### Task instructions
Which lines of the records below contain the word "lawn"? Report each of them in full.

'''

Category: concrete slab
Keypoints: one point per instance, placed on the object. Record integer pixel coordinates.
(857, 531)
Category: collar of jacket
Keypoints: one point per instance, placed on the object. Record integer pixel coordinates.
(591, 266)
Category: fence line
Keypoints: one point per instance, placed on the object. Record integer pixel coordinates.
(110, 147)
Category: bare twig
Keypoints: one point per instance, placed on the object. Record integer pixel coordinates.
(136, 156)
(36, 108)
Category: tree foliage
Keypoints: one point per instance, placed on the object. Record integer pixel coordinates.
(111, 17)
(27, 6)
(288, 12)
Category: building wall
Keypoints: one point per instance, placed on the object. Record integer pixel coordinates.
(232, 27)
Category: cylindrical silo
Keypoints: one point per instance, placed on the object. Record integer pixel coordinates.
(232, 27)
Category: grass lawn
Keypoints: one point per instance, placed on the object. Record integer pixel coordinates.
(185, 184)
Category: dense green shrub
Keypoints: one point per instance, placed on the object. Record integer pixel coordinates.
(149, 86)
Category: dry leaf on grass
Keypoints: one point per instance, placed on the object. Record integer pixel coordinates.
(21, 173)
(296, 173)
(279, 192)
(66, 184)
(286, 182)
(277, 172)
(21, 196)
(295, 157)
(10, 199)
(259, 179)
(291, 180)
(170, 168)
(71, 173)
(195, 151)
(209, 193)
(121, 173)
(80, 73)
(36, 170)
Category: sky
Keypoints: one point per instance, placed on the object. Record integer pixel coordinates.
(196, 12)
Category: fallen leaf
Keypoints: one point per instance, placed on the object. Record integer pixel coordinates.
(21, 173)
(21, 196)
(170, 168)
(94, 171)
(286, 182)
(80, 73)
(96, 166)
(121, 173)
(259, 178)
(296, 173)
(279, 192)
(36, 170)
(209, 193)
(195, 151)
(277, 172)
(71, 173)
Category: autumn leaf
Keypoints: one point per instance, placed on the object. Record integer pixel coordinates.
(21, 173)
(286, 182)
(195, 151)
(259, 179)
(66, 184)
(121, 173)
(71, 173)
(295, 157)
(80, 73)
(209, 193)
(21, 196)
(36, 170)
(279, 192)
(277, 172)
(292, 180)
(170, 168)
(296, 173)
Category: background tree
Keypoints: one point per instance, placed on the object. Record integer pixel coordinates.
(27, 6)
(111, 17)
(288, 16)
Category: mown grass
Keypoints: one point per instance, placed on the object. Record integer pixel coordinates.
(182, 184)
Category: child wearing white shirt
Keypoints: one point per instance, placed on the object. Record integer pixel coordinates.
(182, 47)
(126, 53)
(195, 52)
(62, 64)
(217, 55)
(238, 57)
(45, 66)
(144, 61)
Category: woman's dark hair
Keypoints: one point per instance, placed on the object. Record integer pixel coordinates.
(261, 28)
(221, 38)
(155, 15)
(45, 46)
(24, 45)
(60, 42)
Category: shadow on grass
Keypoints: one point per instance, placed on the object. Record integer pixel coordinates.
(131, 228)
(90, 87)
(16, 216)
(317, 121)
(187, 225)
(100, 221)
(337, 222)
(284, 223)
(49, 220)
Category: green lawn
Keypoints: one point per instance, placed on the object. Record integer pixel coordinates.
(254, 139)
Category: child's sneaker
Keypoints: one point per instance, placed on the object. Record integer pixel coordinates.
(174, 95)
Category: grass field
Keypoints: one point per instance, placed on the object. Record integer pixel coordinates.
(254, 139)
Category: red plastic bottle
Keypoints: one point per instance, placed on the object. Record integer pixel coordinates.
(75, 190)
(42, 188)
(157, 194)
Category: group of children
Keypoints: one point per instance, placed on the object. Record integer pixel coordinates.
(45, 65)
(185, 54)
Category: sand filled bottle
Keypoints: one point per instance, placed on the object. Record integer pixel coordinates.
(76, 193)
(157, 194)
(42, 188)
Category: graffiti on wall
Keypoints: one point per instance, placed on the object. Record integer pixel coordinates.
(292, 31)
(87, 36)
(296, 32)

'''

### Written answer
Category: grass lawn
Category: green lawn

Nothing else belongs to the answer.